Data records
===
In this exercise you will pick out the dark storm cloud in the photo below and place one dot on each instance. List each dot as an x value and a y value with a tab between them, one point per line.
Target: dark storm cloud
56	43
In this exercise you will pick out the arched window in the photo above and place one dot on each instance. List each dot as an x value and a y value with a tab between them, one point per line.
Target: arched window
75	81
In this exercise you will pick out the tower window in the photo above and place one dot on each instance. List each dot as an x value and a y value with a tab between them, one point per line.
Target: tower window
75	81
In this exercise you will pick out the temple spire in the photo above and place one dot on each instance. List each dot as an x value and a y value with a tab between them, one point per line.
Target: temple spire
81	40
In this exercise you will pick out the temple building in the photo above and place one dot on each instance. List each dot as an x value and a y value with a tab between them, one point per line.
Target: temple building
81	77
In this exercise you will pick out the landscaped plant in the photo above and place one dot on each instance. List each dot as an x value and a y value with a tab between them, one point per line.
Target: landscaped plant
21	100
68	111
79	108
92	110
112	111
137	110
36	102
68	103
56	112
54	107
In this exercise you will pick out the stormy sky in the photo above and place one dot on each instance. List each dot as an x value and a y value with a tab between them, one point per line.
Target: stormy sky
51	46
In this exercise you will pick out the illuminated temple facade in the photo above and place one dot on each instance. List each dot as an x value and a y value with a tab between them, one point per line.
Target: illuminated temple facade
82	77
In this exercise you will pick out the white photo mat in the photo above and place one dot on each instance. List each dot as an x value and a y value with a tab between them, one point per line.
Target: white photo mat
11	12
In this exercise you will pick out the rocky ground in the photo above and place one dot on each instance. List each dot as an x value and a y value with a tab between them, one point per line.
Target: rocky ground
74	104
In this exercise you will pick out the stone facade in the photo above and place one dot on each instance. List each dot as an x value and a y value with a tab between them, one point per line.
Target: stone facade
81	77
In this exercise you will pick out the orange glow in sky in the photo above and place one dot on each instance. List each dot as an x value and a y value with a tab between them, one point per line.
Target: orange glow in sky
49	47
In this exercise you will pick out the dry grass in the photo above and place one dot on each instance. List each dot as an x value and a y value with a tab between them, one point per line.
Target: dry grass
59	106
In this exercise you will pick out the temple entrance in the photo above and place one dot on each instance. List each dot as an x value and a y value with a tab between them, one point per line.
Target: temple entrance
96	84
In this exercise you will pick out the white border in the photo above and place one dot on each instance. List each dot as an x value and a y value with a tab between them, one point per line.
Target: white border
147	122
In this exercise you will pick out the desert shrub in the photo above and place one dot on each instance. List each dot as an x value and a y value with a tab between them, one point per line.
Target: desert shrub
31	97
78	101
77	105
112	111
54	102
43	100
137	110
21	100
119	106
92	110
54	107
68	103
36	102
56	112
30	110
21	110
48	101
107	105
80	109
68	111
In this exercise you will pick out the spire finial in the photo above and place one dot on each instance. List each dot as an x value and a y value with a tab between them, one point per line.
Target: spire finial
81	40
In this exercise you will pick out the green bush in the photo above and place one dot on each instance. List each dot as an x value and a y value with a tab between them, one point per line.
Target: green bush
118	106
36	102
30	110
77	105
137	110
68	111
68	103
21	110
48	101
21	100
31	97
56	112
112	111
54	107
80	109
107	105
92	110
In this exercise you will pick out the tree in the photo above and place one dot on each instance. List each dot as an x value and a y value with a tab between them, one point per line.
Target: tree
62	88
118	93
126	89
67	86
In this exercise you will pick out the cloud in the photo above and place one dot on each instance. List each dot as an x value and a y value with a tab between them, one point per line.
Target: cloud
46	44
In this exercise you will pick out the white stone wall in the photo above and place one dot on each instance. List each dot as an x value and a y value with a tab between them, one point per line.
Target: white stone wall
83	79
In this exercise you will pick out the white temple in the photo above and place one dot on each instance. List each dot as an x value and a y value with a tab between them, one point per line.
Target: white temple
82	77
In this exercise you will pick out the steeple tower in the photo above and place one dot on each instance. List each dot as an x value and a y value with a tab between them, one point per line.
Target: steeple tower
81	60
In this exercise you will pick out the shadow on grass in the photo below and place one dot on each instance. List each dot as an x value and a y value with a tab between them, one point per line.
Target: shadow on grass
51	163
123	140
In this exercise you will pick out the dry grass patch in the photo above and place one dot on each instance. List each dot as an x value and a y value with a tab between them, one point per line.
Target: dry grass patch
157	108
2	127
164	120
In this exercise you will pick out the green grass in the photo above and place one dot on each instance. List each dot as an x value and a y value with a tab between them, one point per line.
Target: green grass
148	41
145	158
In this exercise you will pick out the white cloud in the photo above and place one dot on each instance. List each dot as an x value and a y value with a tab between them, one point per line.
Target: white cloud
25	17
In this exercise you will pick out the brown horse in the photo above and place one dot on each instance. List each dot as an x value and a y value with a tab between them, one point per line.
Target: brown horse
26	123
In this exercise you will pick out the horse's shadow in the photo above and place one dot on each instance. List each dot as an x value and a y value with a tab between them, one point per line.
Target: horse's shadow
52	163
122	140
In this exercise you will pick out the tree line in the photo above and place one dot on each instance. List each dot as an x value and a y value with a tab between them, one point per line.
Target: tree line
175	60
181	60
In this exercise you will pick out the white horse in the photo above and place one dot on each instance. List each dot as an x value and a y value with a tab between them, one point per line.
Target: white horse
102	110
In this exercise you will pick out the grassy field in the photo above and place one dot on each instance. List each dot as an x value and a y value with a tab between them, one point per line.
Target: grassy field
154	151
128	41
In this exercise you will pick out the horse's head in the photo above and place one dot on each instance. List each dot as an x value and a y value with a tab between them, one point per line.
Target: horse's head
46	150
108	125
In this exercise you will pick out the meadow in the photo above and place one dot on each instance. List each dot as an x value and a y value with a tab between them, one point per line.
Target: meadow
===
# [Work task]
Tally the lines above that include the word "meadow"; answer with the total only.

# [Result of this task]
2